-- Start Available data --
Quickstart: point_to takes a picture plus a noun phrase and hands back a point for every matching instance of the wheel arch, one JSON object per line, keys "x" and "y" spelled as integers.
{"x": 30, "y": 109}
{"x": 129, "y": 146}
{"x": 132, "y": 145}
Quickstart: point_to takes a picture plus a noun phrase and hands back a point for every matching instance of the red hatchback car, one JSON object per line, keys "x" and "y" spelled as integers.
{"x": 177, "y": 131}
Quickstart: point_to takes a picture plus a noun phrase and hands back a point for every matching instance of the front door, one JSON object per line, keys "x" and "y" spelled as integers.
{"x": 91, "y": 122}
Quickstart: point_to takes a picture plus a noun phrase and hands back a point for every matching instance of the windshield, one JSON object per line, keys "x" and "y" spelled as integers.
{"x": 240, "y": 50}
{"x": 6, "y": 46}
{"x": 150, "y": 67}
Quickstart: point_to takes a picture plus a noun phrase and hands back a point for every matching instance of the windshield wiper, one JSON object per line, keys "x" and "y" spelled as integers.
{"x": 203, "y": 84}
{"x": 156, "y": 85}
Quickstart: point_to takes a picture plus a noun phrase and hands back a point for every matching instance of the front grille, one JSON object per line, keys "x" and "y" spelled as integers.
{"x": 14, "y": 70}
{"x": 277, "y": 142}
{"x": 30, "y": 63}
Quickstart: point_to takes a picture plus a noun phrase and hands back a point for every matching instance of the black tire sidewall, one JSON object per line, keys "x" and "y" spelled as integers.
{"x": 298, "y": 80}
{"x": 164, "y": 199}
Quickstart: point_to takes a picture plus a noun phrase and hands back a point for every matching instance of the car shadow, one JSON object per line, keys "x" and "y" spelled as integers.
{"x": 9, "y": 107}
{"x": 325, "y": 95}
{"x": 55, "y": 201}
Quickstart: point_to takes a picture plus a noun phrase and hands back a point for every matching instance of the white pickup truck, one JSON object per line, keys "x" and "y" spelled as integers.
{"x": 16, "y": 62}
-- End Available data --
Can you convert all of the data above into a two-column CSV with the headers instruction and output, one row per request? Put each request's text in the instruction column and its answer in the output column, each as a single quoted field with line breaks replaced by spaces.

**Written answer:**
instruction,output
"Quickstart: point_to takes a picture plus a noun phrase and hands back a point for every matching instance of the wheel arch, one JSON object per line, keys ""x"" and ""y"" spelled as integers.","{""x"": 30, ""y"": 109} {""x"": 129, ""y"": 146} {""x"": 132, ""y"": 145}"
"Quickstart: point_to takes a picture plus a noun phrase and hands back a point for every matching instance of the red hatchback car, one JSON object per line, keys ""x"" and ""y"" spelled as integers.","{""x"": 177, ""y"": 131}"
"Quickstart: point_to takes a picture plus a noun phrase and hands back a point for every matching instance of the front door, one JSON object per line, keys ""x"" and ""y"" spelled as integers.","{""x"": 91, ""y"": 122}"
"Quickstart: point_to takes a picture plus a noun phrase and hands back a point for every matching instance of the windshield, one JSON object per line, keys ""x"" and ""y"" spelled as integers.","{""x"": 240, ""y"": 50} {""x"": 6, ""y"": 46} {""x"": 150, ""y"": 67}"
"Quickstart: point_to takes a picture plus a noun phrase and hands back a point for every matching instance of the windshield wiper, one JSON object per line, keys ""x"" and ""y"" spelled as integers.","{""x"": 203, ""y"": 84} {""x"": 156, ""y"": 85}"
"Quickstart: point_to takes a picture plus a noun phrase and hands back a point for every matching instance of the front grille, one JSON object per line, keys ""x"" and ""y"" spelled as integers.","{""x"": 14, ""y"": 70} {""x"": 277, ""y"": 142} {""x"": 30, ""y"": 63}"
"Quickstart: point_to takes a picture plus a noun phrase and hands back a point for every matching instance of the black tire sidewall, one JSON object per line, keys ""x"" and ""y"" spelled as integers.","{""x"": 298, ""y"": 80} {""x"": 164, ""y"": 199}"
"Quickstart: point_to takes a picture plus a noun phrase and hands back a point for every matching instance of the car shadow, one JSON object per line, keys ""x"" and ""y"" spelled as integers.","{""x"": 9, ""y"": 107} {""x"": 325, ""y"": 95} {""x"": 55, ""y"": 201}"
"Quickstart: point_to takes a picture plus a noun phrase and hands back a point for every matching instance of the white pickup truck, one JSON object per line, keys ""x"" and ""y"" spelled as integers.","{""x"": 16, ""y"": 62}"